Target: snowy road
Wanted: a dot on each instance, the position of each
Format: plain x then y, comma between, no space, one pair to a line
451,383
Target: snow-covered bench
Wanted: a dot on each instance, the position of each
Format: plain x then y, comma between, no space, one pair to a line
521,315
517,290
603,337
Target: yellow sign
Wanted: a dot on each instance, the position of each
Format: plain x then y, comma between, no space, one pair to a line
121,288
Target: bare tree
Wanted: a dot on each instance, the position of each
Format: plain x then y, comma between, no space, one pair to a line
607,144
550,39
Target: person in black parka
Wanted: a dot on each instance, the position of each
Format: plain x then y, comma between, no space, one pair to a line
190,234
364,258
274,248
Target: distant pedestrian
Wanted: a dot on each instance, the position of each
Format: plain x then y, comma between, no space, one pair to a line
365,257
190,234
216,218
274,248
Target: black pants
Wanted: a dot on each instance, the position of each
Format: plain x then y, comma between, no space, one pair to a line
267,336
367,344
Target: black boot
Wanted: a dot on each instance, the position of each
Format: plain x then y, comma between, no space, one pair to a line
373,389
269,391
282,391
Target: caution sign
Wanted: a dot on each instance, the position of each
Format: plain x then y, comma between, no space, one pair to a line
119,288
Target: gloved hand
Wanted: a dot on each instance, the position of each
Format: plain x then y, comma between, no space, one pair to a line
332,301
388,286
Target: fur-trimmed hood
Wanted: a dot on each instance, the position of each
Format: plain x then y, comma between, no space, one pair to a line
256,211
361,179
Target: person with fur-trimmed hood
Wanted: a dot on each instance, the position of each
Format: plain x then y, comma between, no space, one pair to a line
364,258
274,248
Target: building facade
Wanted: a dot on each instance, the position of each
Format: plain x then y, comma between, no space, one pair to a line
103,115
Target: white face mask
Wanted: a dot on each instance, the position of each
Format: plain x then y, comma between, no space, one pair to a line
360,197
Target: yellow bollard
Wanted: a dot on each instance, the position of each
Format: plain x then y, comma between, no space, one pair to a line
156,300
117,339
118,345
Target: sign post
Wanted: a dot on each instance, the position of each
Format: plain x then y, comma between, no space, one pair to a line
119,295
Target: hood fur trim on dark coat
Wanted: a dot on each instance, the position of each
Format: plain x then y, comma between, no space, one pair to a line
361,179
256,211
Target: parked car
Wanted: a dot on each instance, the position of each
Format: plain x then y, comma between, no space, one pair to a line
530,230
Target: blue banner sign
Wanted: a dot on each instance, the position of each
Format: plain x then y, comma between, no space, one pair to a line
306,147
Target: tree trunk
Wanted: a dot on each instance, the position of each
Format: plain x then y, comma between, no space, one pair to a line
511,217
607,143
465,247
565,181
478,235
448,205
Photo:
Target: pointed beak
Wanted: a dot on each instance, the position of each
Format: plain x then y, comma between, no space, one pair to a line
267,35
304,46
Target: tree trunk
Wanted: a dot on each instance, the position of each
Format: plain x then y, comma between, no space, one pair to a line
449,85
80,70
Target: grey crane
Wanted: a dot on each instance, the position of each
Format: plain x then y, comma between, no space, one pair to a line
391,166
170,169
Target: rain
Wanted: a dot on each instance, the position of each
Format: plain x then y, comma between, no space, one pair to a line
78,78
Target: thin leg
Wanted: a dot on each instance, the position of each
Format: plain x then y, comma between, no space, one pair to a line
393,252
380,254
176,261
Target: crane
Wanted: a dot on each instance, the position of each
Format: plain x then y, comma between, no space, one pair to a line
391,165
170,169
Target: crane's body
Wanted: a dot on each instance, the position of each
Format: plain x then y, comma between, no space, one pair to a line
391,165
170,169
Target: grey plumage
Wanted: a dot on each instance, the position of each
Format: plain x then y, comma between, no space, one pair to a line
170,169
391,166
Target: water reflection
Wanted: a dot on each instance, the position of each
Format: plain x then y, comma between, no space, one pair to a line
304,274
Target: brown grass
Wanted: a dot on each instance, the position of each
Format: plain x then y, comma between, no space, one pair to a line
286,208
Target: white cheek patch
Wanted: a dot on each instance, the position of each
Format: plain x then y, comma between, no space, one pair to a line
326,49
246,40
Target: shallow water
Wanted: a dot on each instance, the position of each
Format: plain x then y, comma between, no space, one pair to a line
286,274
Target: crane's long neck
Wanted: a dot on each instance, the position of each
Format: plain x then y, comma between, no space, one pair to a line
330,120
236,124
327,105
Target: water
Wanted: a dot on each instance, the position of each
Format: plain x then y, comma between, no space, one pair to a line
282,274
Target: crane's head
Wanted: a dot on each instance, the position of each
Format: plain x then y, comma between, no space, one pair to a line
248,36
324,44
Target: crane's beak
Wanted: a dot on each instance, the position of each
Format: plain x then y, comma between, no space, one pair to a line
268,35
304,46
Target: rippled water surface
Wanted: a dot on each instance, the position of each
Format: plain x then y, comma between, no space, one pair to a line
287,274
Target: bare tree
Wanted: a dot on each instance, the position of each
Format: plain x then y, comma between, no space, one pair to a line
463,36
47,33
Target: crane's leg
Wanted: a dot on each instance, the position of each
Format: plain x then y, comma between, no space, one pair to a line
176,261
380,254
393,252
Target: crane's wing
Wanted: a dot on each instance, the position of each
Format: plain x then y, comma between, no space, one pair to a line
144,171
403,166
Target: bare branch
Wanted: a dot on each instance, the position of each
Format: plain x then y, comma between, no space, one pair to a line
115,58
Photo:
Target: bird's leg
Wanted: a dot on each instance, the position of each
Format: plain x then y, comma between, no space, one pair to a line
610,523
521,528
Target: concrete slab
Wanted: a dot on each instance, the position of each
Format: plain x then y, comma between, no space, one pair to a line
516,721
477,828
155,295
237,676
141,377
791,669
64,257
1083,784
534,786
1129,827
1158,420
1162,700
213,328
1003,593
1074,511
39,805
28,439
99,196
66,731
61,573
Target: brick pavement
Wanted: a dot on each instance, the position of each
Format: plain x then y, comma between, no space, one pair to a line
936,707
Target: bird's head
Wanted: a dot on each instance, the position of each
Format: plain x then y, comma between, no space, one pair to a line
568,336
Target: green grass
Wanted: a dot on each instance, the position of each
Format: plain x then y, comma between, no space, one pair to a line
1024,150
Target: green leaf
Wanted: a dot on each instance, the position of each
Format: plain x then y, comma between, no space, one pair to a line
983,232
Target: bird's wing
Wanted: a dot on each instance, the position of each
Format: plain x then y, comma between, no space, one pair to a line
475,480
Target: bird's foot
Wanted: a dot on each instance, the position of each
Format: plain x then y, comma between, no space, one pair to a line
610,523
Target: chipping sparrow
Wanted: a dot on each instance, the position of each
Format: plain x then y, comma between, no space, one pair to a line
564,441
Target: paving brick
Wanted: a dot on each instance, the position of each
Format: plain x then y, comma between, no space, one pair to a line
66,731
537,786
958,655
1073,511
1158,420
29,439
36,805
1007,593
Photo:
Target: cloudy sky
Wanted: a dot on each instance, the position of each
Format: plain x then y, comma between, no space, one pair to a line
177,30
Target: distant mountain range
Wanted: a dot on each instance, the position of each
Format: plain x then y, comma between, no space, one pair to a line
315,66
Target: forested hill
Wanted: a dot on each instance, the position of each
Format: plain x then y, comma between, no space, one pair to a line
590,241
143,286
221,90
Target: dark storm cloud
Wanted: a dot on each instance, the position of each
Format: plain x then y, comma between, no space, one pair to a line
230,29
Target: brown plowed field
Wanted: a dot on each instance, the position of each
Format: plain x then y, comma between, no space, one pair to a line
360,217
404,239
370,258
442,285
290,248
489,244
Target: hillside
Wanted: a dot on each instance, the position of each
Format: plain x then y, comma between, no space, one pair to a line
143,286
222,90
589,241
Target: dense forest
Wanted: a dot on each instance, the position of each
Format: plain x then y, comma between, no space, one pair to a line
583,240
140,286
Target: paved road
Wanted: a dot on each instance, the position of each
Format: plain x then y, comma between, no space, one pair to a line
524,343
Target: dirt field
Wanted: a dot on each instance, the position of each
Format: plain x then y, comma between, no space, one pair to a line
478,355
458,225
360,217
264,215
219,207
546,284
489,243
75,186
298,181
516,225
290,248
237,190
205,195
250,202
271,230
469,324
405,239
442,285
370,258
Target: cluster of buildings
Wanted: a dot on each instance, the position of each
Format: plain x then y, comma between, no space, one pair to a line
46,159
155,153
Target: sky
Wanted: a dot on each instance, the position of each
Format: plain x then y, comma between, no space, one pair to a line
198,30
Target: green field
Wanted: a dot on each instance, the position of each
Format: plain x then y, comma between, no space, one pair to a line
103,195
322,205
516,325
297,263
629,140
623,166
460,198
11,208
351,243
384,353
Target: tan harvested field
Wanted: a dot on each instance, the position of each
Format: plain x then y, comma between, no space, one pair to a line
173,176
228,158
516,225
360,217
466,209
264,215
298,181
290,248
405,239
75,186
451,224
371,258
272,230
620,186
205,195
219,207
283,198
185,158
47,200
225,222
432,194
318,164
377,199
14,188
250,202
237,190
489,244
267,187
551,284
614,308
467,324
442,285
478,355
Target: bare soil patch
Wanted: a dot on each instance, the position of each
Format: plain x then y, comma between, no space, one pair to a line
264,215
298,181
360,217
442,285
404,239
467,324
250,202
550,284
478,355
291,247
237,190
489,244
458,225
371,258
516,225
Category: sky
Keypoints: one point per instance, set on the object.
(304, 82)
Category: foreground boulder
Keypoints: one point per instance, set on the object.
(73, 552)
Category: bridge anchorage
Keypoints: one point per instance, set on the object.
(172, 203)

(WHAT TO DO): Lines containing the word "black" in the entries above should be counted, and only that number given.

(YOUR SOLUTION): 3